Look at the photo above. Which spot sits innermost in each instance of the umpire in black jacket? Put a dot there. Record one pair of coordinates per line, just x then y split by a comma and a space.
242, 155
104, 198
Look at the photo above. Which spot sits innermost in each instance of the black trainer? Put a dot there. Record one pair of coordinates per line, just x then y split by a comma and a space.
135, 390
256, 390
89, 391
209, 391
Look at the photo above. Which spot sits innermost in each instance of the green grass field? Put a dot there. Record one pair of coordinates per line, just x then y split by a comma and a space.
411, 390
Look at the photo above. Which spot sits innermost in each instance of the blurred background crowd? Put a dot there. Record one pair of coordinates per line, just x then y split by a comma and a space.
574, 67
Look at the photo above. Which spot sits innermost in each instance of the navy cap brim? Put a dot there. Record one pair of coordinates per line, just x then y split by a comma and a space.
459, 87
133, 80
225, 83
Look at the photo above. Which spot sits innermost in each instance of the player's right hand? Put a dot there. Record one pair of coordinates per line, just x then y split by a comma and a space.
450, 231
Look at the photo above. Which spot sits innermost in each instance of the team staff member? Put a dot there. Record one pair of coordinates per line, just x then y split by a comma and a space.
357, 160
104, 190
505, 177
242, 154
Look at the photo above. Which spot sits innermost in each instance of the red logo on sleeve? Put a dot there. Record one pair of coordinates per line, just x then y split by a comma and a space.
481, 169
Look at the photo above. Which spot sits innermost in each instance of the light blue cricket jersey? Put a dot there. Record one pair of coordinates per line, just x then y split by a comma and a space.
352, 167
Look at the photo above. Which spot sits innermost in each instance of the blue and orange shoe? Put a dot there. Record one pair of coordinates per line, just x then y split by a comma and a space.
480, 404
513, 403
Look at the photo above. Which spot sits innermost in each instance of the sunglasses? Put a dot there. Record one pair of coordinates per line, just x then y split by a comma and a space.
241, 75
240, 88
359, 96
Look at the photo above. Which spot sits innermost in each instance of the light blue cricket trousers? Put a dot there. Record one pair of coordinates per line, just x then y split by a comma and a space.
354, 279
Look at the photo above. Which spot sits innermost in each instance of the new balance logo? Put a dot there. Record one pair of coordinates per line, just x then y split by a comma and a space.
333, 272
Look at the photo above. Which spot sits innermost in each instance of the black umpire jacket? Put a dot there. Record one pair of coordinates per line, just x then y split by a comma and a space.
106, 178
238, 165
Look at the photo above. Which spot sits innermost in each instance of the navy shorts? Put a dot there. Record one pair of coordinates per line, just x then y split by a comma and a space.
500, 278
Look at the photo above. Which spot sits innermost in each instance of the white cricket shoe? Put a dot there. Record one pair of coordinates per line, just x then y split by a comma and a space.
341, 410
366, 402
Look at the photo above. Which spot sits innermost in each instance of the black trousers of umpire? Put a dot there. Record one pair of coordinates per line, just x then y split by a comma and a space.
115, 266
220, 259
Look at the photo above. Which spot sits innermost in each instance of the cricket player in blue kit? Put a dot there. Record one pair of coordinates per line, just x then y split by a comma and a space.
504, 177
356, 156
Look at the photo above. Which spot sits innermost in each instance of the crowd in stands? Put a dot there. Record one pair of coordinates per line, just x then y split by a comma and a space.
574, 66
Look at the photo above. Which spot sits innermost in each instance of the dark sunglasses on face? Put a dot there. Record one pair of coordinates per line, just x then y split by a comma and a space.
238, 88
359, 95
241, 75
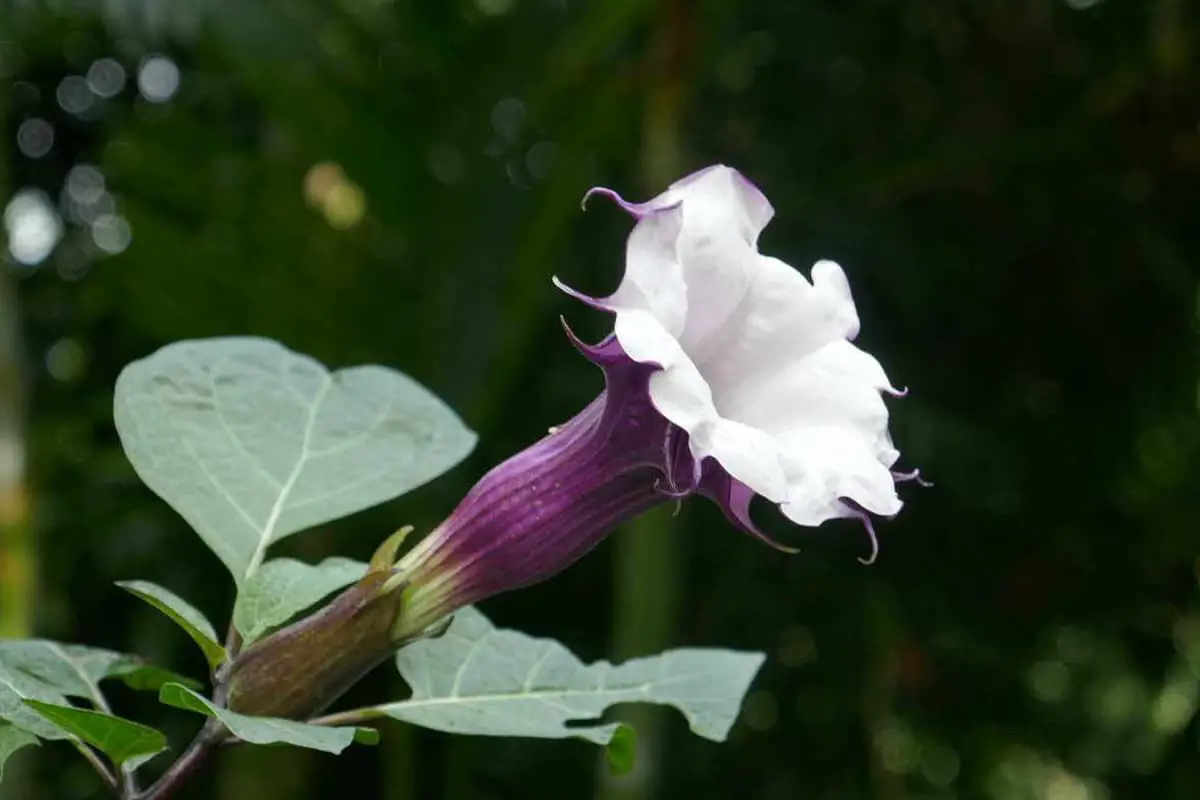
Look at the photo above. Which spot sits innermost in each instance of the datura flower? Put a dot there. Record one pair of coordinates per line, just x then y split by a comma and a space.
729, 374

== == ==

Problem requirements: Write out each entry exactly as given, omitting any picture.

Expected answer:
Look at the photo above. Which spot sits innermost in each instance of the umpire in black jacket? Put a dot there. Record one pair of coordinates per line, just x then y split by a comma and a space.
242, 155
104, 198
Look at the photo above. Which spot sits innermost in each instance of the black trainer? Put a dot there. Record one pair of coordinates per line, just x then y split by a comma and a space.
135, 390
256, 390
89, 391
209, 391
Look at the photo above. Which spot sits innermost in each instance of the green grass field? Put a dot there. Record one pair of coordinates per line, just x then y split by a comma and a space.
411, 390
Look at the photo above. Which spot sits innermost in each instance of the blurred background crowd? Put a dot there. Record one pair of coordinates per line, just x then y split by a comma and a space.
574, 67
Look at the photo above. Which spot sits innermost in each instance of the navy cap brim? Put a dot there. Record one pair of coordinates per line, just x then y split by a comma and a space.
459, 87
133, 80
225, 83
Look at the photo above. Which spot sits innermost in each instance of the player's right hand? Put a dot there. Record one pair of coordinates per line, just x then y split by a comma and a space.
450, 231
Look at the photo above. Which spot sits innermost in each instance of the team staff member? Put a dot there. Record one pair of coordinates per line, just x then y split by a comma and a space.
357, 160
104, 190
505, 177
242, 154
Look at the photo above. Which spot sits innermost in each instance of the red logo on sleeve? Put a dot there. Record one pair of coordinates per line, just x then y split by a comma and a space.
481, 169
Look at the photo above. Which spot sits innermost in each instance of the light blue cricket jersey? Put a dot there. Record one pair of coordinates per line, just x then y split by a comma and a space.
352, 167
Look at the photo above. Which spot sits innermost in each instance of the blue and orange shoe? Put a dot there. Record one pair of coordinates per line, just x then y split by a comma and a space.
480, 404
513, 403
Look at the photo above. Which spot sits innermost in each instance of the sunglasses? Put a dot there. Record one pair of coordinates per line, just x then y split by a comma and a space.
241, 75
240, 88
359, 96
Look at the photo above. Which spot sits innermost in each instance of the light blue cricket trousers? Put a dot there. Record one pair of coordinates per line, just x then y split by a comma and a space.
354, 279
Look at the photo above. Which spot sits innermost in each instance of the new balance logo? Put a dot there. Record one pair of coordinates per line, just x then y split by a comma and a space.
333, 272
Look at the photo above. Which spot sits innermost in each instance of the black umpire jacket? Put a dot there. Record one pair of coordinates per line, just x then y split by a comma and a space.
106, 178
238, 165
Look at the photo above. Which spot sits innermost in each instance of the navy shorts? Put a dot there. Record one pair of coordinates per line, just x then y split by a comma and a space.
500, 278
Look at the photo above. Which spot sits innermost in each instance of the white cricket shoe? Put a dot there. Record one pair of coordinates per line, just x then y split by a comma and a space.
341, 410
366, 402
Look at the photo above. Which spot sits innermost in each instance of the black trousers of umpire? Put a dot there. Record one pair of coordinates per line, just x then y split by a comma and a space.
115, 266
220, 259
Look at the photo above. Which spot sits innermost in each instance of the cricket player in blue kit? Put a dot there. Record one pair of coordinates per line, just x then y split by a comma and a space.
504, 177
356, 156
Look at the photo above. Which spot sits innermost in each instance of the crowd in stands? Put a dot there. Record one pair of coordinates per line, just x then y split by a comma and a space.
574, 66
Look at the photo above. Which spot sits innermost in each instance of the dark sunglasses on face? Put a dot there. Record one pair of coordinates per line, just x then y split by a comma and a space.
238, 88
359, 95
241, 75
Look at the photo above. Which spot sits innermost in each instance of the datura flower? Put a dot there. Record one pair of coordinates per line, just x then y split by a comma and a space.
729, 374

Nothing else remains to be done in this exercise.